Excerpted records
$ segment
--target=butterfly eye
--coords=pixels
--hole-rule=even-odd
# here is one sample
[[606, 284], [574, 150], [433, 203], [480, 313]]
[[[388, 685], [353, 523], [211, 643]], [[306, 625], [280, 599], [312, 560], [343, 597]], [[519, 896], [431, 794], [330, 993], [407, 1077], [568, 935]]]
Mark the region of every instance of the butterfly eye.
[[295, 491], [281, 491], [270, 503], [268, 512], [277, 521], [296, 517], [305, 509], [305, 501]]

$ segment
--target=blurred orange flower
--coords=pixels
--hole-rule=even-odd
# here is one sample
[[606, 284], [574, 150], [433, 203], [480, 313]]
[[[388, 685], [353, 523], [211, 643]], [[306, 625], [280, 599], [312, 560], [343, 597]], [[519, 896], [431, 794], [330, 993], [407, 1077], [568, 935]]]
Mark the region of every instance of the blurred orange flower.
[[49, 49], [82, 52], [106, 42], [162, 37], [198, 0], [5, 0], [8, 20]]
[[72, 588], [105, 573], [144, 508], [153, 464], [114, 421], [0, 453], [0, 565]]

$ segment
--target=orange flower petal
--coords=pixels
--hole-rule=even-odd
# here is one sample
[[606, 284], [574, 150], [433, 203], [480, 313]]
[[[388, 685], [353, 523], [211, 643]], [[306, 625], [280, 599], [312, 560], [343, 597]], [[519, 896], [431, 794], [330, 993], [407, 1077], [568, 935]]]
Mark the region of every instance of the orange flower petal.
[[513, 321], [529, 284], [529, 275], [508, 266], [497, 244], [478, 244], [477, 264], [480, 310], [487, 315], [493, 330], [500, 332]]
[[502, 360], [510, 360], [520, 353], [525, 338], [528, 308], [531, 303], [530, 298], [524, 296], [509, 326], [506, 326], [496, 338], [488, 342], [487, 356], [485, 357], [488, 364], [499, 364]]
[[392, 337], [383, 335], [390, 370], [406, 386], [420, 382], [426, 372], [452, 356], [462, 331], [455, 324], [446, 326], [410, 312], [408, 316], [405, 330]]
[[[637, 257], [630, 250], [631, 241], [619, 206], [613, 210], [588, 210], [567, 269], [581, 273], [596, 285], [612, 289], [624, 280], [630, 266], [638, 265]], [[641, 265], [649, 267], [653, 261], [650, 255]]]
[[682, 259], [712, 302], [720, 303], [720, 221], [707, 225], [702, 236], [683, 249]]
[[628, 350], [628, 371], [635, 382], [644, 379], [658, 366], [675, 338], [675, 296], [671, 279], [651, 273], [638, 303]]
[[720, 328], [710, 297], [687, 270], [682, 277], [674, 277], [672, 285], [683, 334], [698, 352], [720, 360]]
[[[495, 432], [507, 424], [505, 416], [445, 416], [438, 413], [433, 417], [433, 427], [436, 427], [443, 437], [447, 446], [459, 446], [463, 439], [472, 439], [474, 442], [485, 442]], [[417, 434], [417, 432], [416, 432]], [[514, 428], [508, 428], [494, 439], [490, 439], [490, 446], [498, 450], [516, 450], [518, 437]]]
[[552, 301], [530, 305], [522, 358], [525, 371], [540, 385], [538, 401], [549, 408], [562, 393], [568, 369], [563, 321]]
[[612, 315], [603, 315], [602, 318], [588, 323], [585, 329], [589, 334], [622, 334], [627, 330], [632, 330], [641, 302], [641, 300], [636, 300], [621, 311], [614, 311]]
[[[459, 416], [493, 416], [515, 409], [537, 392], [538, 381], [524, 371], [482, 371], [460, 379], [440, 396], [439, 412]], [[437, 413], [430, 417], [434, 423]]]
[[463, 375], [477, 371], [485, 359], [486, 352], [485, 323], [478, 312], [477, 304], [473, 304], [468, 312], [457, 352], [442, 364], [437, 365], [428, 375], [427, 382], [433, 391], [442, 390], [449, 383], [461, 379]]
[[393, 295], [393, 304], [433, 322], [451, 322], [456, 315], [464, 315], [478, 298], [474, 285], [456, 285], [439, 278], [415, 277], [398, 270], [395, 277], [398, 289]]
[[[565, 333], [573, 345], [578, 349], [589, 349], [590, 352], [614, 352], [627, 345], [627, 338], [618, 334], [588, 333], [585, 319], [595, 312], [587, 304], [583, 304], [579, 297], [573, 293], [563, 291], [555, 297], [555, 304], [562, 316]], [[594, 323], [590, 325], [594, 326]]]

Task description
Your answer should be all of the records, transcribed exactly.

Solution to the exercise
$ segment
--target=butterfly eye
--coords=pixels
--hole-rule=even-odd
# here is one sample
[[606, 284], [574, 150], [433, 203], [480, 313]]
[[[388, 685], [353, 523], [211, 643]], [[306, 625], [280, 599], [312, 560], [343, 597]], [[519, 896], [431, 794], [330, 993], [407, 1077], [568, 935]]]
Mark the region of every instance of the butterfly eye.
[[295, 491], [281, 491], [270, 503], [268, 512], [277, 521], [296, 517], [305, 509], [305, 501]]

$ segment
--target=blurred orange flower
--coords=pixels
--hole-rule=even-odd
# here is one sample
[[606, 284], [574, 150], [433, 203], [480, 313]]
[[[388, 685], [353, 523], [211, 643]], [[306, 625], [280, 599], [312, 560], [343, 597]], [[519, 896], [431, 794], [330, 993], [407, 1077], [568, 935]]]
Mark the region of every instance of the blurred orange flower.
[[49, 49], [82, 52], [106, 42], [162, 37], [198, 0], [5, 0], [8, 20]]
[[72, 588], [105, 573], [144, 508], [153, 464], [114, 421], [0, 453], [0, 565]]

$ segment
--target=orange flower petal
--coords=pixels
--hole-rule=even-odd
# here is one sample
[[606, 284], [574, 150], [433, 203], [480, 313]]
[[[388, 685], [353, 523], [211, 643]], [[306, 625], [280, 599], [312, 560], [343, 597]], [[519, 896], [431, 794], [330, 993], [407, 1077], [568, 935]]]
Mark the region of every instance of the orange flower petal.
[[513, 321], [529, 284], [529, 275], [508, 266], [497, 244], [478, 244], [477, 264], [480, 310], [487, 315], [493, 330], [500, 332]]
[[502, 360], [510, 360], [520, 353], [525, 338], [528, 308], [531, 303], [530, 298], [524, 296], [509, 326], [506, 326], [496, 338], [488, 342], [487, 356], [485, 357], [488, 364], [499, 364]]
[[392, 337], [383, 335], [390, 370], [406, 386], [420, 382], [426, 372], [452, 356], [462, 331], [455, 324], [446, 326], [410, 312], [408, 316], [405, 330]]
[[[637, 257], [630, 250], [631, 241], [619, 206], [613, 210], [588, 210], [567, 269], [581, 273], [596, 285], [612, 289], [624, 280], [630, 266], [638, 265]], [[641, 265], [649, 267], [653, 261], [650, 255]]]
[[682, 259], [712, 302], [720, 303], [720, 221], [707, 225], [702, 236], [683, 249]]
[[628, 350], [628, 371], [635, 382], [644, 379], [658, 366], [675, 338], [675, 296], [671, 279], [651, 273], [638, 303]]
[[720, 328], [710, 297], [687, 270], [682, 277], [674, 277], [672, 285], [683, 334], [698, 352], [720, 360]]
[[[495, 432], [507, 424], [505, 416], [445, 416], [438, 413], [433, 417], [433, 427], [436, 427], [443, 437], [447, 446], [459, 446], [463, 439], [472, 439], [474, 442], [485, 442]], [[417, 434], [417, 432], [416, 432]], [[514, 428], [508, 428], [494, 439], [490, 439], [490, 446], [498, 450], [516, 450], [518, 437]]]
[[552, 301], [530, 305], [522, 358], [525, 371], [540, 385], [538, 401], [549, 408], [562, 393], [568, 369], [563, 321]]
[[612, 315], [603, 315], [602, 318], [588, 323], [585, 329], [589, 334], [622, 334], [627, 330], [632, 330], [641, 302], [641, 300], [636, 300], [621, 311], [614, 311]]
[[[459, 416], [493, 416], [515, 409], [537, 392], [538, 381], [524, 371], [482, 371], [460, 379], [440, 396], [439, 412]], [[437, 413], [430, 417], [434, 423]]]
[[463, 375], [477, 371], [485, 359], [486, 352], [485, 323], [478, 312], [477, 304], [473, 304], [468, 312], [457, 352], [442, 364], [437, 365], [428, 375], [427, 382], [433, 391], [442, 390], [449, 383], [461, 379]]
[[393, 295], [393, 304], [433, 322], [451, 322], [456, 315], [464, 315], [478, 298], [474, 285], [456, 285], [439, 278], [415, 277], [398, 270], [395, 277], [398, 289]]
[[[565, 333], [573, 345], [578, 349], [589, 349], [590, 352], [614, 352], [627, 345], [627, 338], [618, 334], [588, 333], [585, 319], [595, 312], [587, 304], [583, 304], [579, 297], [573, 293], [563, 291], [555, 297], [555, 304], [562, 316]], [[594, 323], [590, 325], [594, 326]]]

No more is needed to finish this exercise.